* Begin *
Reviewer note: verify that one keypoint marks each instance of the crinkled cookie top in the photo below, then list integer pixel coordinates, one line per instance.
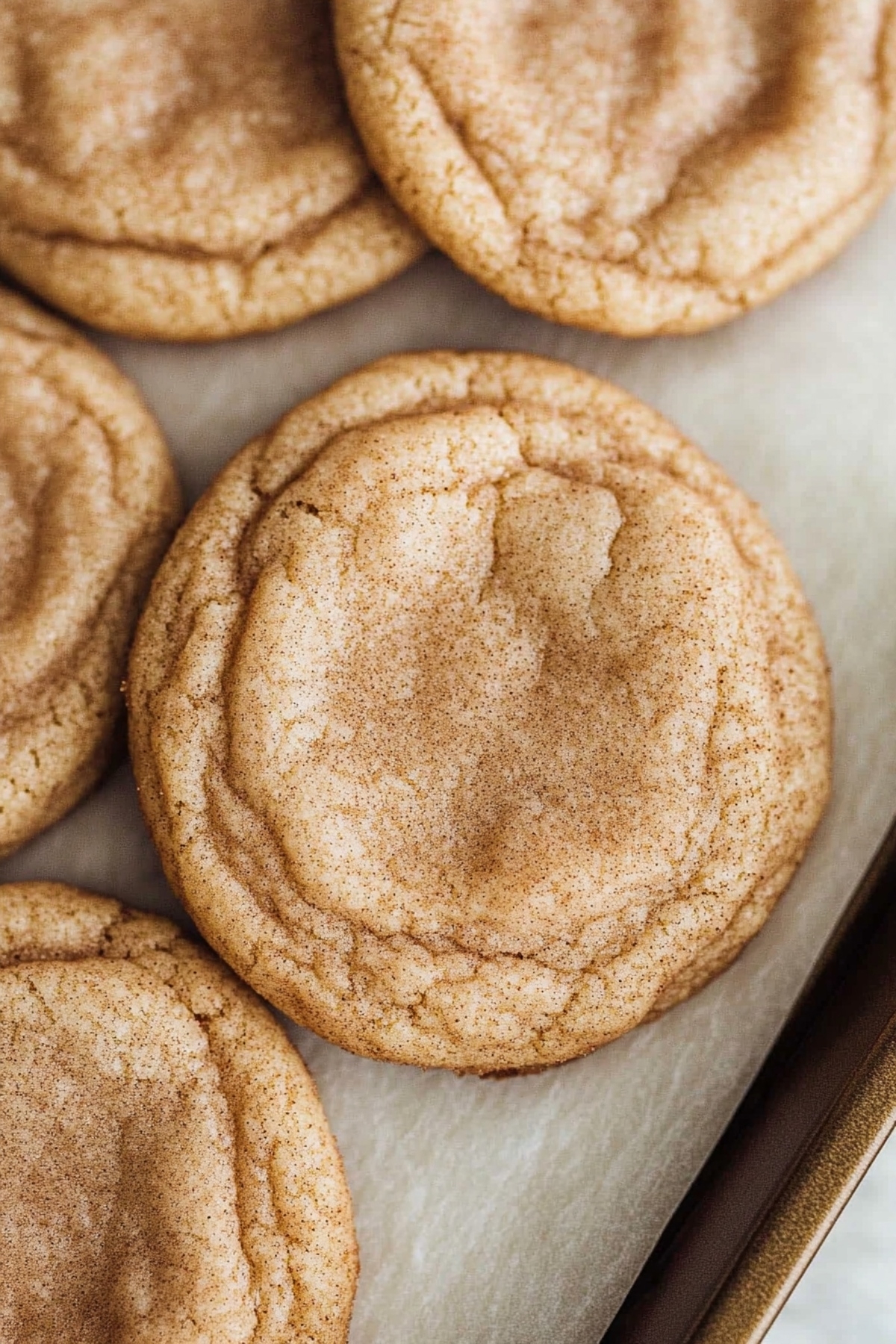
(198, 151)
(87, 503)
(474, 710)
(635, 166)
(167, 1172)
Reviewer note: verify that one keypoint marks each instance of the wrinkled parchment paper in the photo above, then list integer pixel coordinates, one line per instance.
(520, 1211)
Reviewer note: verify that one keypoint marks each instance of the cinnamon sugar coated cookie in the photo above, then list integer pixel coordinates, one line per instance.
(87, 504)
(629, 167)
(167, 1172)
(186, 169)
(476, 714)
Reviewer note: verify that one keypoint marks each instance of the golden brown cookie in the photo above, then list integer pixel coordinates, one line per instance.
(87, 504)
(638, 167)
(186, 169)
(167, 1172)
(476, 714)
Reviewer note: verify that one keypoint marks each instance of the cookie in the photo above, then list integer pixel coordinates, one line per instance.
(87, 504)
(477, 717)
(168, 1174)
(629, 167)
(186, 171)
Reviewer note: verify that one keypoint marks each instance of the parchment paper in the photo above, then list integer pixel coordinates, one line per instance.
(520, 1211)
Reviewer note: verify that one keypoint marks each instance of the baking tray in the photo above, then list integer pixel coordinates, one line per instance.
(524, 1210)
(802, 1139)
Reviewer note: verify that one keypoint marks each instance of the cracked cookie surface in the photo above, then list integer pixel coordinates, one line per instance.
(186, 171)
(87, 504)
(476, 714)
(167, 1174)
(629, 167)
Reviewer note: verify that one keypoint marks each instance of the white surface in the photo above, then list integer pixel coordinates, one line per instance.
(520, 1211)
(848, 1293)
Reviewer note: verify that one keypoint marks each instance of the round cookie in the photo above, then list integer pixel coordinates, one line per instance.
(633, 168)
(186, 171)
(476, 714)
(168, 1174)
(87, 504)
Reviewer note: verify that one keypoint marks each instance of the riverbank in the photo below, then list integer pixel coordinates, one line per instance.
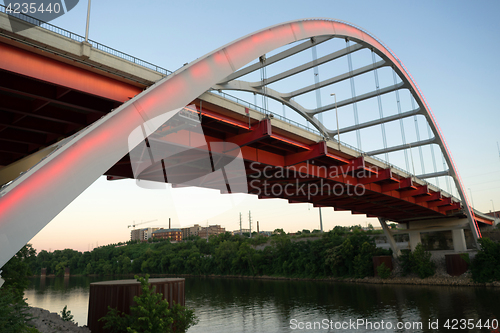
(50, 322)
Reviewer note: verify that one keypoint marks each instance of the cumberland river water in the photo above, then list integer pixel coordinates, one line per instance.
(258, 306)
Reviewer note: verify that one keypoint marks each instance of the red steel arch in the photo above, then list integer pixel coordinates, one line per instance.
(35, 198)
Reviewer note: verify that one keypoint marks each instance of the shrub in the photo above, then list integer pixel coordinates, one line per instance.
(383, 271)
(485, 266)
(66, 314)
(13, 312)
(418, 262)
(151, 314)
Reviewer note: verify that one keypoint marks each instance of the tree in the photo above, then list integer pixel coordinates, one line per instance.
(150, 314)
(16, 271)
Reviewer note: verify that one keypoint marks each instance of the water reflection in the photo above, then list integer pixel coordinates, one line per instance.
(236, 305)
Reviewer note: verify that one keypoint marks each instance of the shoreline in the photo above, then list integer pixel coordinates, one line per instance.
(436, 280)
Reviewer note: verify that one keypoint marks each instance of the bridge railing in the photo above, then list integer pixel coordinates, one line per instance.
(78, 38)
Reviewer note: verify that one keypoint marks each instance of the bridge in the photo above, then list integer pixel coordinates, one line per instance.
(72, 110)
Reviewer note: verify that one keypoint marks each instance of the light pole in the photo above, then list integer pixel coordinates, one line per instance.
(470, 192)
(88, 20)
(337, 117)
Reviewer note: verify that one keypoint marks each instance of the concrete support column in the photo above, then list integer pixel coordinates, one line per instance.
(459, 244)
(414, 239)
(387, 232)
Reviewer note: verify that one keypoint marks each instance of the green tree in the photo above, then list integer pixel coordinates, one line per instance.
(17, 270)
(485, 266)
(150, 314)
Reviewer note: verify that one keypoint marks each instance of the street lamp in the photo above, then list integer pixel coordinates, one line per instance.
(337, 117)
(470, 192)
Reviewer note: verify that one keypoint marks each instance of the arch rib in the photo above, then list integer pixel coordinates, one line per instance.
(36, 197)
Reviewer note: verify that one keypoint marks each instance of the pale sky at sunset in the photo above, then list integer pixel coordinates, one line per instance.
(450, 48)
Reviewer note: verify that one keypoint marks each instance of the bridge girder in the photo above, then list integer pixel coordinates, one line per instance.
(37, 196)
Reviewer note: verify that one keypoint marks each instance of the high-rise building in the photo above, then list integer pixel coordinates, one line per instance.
* End *
- _Task to complete_: Output the data starting at the line that contains "of the baking" and ending at the line that contains "(802, 1139)" as a two-column CSV with the header text,answer. Give one row for each note with the points below it, and put each in its own quoted field, with line breaks turned into spaces.

- _Answer below_:
text,answer
"Reviewer note: verify that one keypoint marks each instance of the baking tray in the photo above, then list integer pixel coordinates, one line per instance.","(524, 1210) (802, 1139)"